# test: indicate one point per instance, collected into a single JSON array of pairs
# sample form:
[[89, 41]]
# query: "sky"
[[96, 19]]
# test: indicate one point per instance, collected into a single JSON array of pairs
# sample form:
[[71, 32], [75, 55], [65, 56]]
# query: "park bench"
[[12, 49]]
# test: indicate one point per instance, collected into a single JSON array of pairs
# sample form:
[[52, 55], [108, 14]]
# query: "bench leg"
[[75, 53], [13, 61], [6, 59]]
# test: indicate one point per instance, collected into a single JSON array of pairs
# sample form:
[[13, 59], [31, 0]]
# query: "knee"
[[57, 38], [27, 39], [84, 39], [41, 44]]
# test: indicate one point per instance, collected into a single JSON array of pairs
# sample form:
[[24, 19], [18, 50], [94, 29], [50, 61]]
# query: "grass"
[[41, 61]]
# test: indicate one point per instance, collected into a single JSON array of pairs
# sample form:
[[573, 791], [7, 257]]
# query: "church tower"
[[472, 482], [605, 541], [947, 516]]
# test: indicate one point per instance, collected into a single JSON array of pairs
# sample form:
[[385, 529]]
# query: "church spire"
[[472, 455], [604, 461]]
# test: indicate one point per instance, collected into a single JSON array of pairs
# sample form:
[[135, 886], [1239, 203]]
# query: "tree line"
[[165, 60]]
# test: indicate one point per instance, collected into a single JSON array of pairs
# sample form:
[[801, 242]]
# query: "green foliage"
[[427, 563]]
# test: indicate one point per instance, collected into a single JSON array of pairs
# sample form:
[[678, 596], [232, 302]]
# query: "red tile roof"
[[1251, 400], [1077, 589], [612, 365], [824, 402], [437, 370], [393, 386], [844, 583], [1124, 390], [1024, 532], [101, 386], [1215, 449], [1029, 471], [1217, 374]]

* _EXERCISE BRIEF_: Top to bottom, set down the whole listing exactly.

* _EXERCISE SOLUTION_:
# test: indicate one point per instance, collected into a single JSON array of pairs
# sample form:
[[89, 41]]
# query: "sky"
[[96, 19]]
# test: indicate one point per instance, collected into a single JSON array of pairs
# sample form:
[[71, 32], [75, 55], [65, 56]]
# query: "park bench"
[[12, 49]]
# test: indicate one point per instance, collected into a single JSON array of pairs
# sample form:
[[52, 55], [108, 14]]
# query: "bench leg"
[[75, 53], [13, 61], [6, 59]]
# test: indicate one point per instance, collected into a single JSON array of pairs
# sample form:
[[13, 59], [31, 0]]
# query: "knee"
[[57, 38], [27, 39], [84, 39], [41, 44]]
# test: indicate one point per instance, collected into a single JSON array of pairs
# sample form:
[[24, 19], [18, 50], [94, 29], [50, 61]]
# query: "grass"
[[41, 61]]
# test: indicate one point per instance, collected into a single JSON array of pairs
# sample form:
[[573, 791], [7, 257]]
# query: "church tower"
[[472, 482], [605, 541], [947, 516]]
# test: indicate one point per instance, collected into a single JSON array of pairs
# sample form:
[[385, 529]]
# query: "church spire"
[[472, 455], [604, 461]]
# test: indicate one point per instance, collected into a single JSON array of pairs
# sample form:
[[135, 886], [1239, 203]]
# query: "tree line"
[[165, 60]]
# test: indicate one point per instance, collected into a single JSON array of pairs
# sample form:
[[801, 242]]
# query: "green foliage"
[[427, 563]]
# test: indicate one point per instance, collected into a single JSON array of pairs
# sample form:
[[678, 596], [232, 302]]
# query: "red tile roof"
[[1251, 400], [1077, 589], [612, 365], [824, 402], [437, 370], [393, 386], [844, 583], [1124, 390], [1024, 532], [101, 386], [1215, 449], [1029, 471], [1217, 374]]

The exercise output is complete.